→ Problems to solve:
**A)** Name the seven categories into which the vulnerability library is divided in the passage on software vulnerability detection below.
**B)** Translate this sentence from the passage on software vulnerability detection into Spanish: "Feature extraction of software code is the key to vulnerability detection."
**C)** Answer these questions using the passage on software vulnerability detection below.
(i) What kind of neural network is used to detect Smali static code in the deep learning-based Android malicious application detection?
(ii) About how many entries does CVE contain?
(iii) What does the paper use to complete static code slicing?

→ Source passage:

__________________________________________________

With the continuous development of the deep learning discipline, the use of machine learning to achieve software vulnerability detection has gradually emerged. A deep learning-based Android malicious application detection is proposed, and a recurrent neural network is used to detect Smali static code, but this method is only aimed at malicious application attack problems and cannot find vulnerabilities in the code itself [7]. Li et al. [8] proposed an improved long short-term memory network (LSTM) model, which is applied to the vulnerability detection problem of open source code, but this model is only for C/C++ source code problems and can only handle API and library function calls question.
On the basis of the above method, this paper proposes a software vulnerability detection method of deformable convolutional neural network, relying on the activation function and residual unit to improve the stability of the training gradient, because the convolution kernel can be shared in the convolutional neural network, and the network depth determines the length of the back propagation path, so it can greatly reduce the algorithm’s time when detecting software vulnerabilities memory consumption.
2. Software Code Feature Extraction
Feature extraction of software code is the key to vulnerability detection. Firstly, program slicing is performed with key points in the vulnerability library as entry points, and code fragments containing vulnerability features are extracted from open source code, and these code fragments are called “code unit sets” [7]. Secondly, the set of code units containing vulnerabilities is vectorized, and the features are represented in a vector form that can be processed by the deep learning model. The feature processing flow of open source code is shown in Figure 1.

2.1. Establish a Vulnerability Library
In order to ensure that the slicing tool can accurately locate the code part containing the vulnerability features, a vulnerability library needs to be designed, and the key points of program slicing are defined in the vulnerability library. Taking API misuse as an example, the calling function of the API in the program is the key point of API misuse in the vulnerability library. Using the calling function as the entry point, the parameters, statements, and expressions related to the key points in the code are extracted. Therefore, the design of open source software vulnerability library is an indispensable link in static code vulnerability detection.
The open source software vulnerability library designed in this paper is mainly based on the CVE vulnerability database. CVE is compatible with 28 communities and institutions and contains about 6,500 entries. It is currently the authoritative standard vulnerability library for vulnerability scanning and evaluation. In addition, this paper also combines other large vulnerability information bases, such as CWE, NVD, and CNNVD. Through comparative analysis, the vulnerability library is roughly divided into seven categories: input validation, buffer overflow, memory management, API misuse, error handling, information leakage, and cross-site scripting [9]. Some key points are shown in Table 1.
2.2. Program Slicing
Program slicing is used to implement static code vulnerability feature extraction and process static code into a code unit set containing features. In the slicing process, the key points in the vulnerability library are used as entry points, and the control flow graph and data flow graph are constructed according to the order of mutual calls in the program and the flow of data parameters, so as to extract the expressions related to the key points. Formulas and statements and code statements and comments that are not related to features are removed [10]. There are many algorithms and tools related to program slicing. This paper uses LLVM to complete static code slicing.

__________________________________________________

→ Data segment:
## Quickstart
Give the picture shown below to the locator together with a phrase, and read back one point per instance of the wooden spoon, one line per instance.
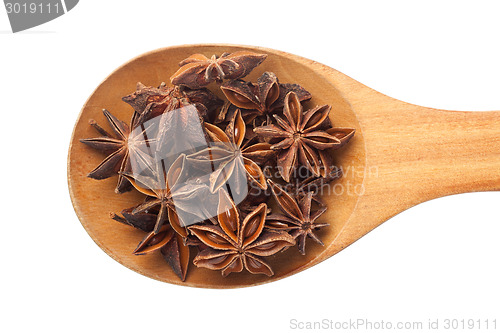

__________________________________________________

→ Solutions to the exercise:
**A)** Input validation, buffer overflow, memory management, API misuse, error handling, information leakage, and cross-site scripting.

**B)** La extracción de características del código de software es la clave para la detección de vulnerabilidades.

**C)**
(i) A recurrent neural network.
(ii) About 6,500 entries.
(iii) LLVM.